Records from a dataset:
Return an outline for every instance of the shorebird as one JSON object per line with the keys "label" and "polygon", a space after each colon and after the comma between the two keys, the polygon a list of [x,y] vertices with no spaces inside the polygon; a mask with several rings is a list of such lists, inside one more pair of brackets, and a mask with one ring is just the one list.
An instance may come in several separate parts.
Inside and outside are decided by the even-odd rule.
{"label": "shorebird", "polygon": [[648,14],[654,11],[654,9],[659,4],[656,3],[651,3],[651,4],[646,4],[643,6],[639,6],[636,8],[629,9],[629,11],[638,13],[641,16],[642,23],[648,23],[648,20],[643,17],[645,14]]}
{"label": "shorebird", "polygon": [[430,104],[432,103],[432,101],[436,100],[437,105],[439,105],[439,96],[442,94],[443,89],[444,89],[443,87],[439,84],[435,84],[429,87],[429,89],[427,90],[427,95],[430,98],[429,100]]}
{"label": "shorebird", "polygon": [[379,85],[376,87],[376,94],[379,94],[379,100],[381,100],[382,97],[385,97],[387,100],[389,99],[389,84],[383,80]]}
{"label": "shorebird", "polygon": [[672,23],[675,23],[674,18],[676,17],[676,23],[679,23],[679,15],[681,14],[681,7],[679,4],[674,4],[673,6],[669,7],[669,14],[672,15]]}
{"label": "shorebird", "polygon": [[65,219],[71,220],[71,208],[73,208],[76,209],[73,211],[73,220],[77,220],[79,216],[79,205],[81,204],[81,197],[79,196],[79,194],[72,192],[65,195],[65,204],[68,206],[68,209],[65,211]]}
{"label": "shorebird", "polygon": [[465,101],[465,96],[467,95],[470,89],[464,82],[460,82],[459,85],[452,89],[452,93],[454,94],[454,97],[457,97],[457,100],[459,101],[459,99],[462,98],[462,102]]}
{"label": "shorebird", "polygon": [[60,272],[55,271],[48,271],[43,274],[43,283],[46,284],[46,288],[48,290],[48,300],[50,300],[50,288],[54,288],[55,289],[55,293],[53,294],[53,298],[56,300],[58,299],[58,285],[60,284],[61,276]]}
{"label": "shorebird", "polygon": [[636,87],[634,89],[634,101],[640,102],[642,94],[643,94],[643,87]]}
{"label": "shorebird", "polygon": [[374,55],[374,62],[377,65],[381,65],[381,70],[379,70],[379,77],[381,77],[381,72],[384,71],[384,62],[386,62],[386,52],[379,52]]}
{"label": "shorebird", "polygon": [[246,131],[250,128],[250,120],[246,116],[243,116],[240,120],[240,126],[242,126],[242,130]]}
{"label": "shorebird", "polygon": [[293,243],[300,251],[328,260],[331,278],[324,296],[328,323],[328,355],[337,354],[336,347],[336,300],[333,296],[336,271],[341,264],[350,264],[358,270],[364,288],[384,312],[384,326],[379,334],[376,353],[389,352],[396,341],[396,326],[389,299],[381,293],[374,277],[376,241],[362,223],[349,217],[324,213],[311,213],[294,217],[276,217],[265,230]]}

- [The problem] Copy out every line of the listing above verbatim, changing nothing.

- [Output]
Return an outline for every instance of the shorebird as one JSON object per line with the keys "label" and "polygon", a space after each colon and after the comma between the two keys, the polygon a list of [x,y] vertices with no spaces inside the polygon; a mask with several rings is a list of such lists, inside one more pair of brackets, and a mask with one ring is just the one list.
An instance may come in several separate parts.
Inside and outside are decided by the even-odd rule.
{"label": "shorebird", "polygon": [[648,14],[654,11],[654,9],[659,4],[656,3],[651,3],[651,4],[646,4],[643,6],[639,6],[636,8],[629,9],[629,11],[638,13],[641,16],[642,23],[648,23],[648,20],[643,17],[645,14]]}
{"label": "shorebird", "polygon": [[430,104],[432,103],[432,101],[436,100],[437,105],[439,105],[439,96],[442,94],[443,89],[444,89],[443,87],[439,84],[435,84],[429,87],[429,89],[427,90],[427,95],[430,98],[429,100]]}
{"label": "shorebird", "polygon": [[379,85],[376,87],[376,94],[379,94],[379,100],[381,100],[382,97],[385,97],[387,100],[389,99],[389,84],[383,80]]}
{"label": "shorebird", "polygon": [[672,23],[675,23],[674,18],[676,17],[676,23],[679,23],[679,15],[681,14],[681,7],[679,4],[674,4],[673,6],[669,7],[669,14],[672,15]]}
{"label": "shorebird", "polygon": [[65,219],[71,220],[71,208],[73,208],[76,209],[73,211],[73,220],[77,220],[79,216],[79,205],[81,204],[81,197],[79,196],[79,194],[72,192],[65,195],[65,204],[68,206],[68,209],[65,211]]}
{"label": "shorebird", "polygon": [[465,101],[465,96],[467,95],[470,89],[464,82],[460,82],[459,85],[452,89],[452,93],[454,94],[454,97],[457,97],[457,100],[459,101],[459,99],[462,98],[462,102]]}
{"label": "shorebird", "polygon": [[60,272],[55,271],[48,271],[43,274],[43,283],[46,284],[46,288],[48,290],[48,300],[50,300],[50,288],[54,288],[55,289],[55,293],[53,294],[53,298],[56,300],[58,299],[58,285],[60,284],[61,276]]}
{"label": "shorebird", "polygon": [[636,87],[634,89],[634,101],[640,102],[642,94],[643,94],[643,87]]}
{"label": "shorebird", "polygon": [[374,55],[374,62],[377,65],[381,65],[381,70],[379,70],[379,77],[381,77],[381,72],[384,71],[384,62],[386,62],[386,52],[379,52]]}
{"label": "shorebird", "polygon": [[246,131],[250,128],[250,120],[246,116],[243,116],[240,120],[240,126],[242,126],[242,130]]}
{"label": "shorebird", "polygon": [[293,243],[300,251],[328,260],[331,278],[324,296],[328,323],[328,355],[337,354],[336,347],[336,300],[333,296],[336,271],[341,264],[350,264],[358,270],[364,288],[384,312],[384,326],[379,334],[376,353],[389,352],[396,341],[396,326],[389,299],[381,293],[374,277],[376,241],[362,223],[349,217],[324,213],[311,213],[294,217],[276,217],[265,230]]}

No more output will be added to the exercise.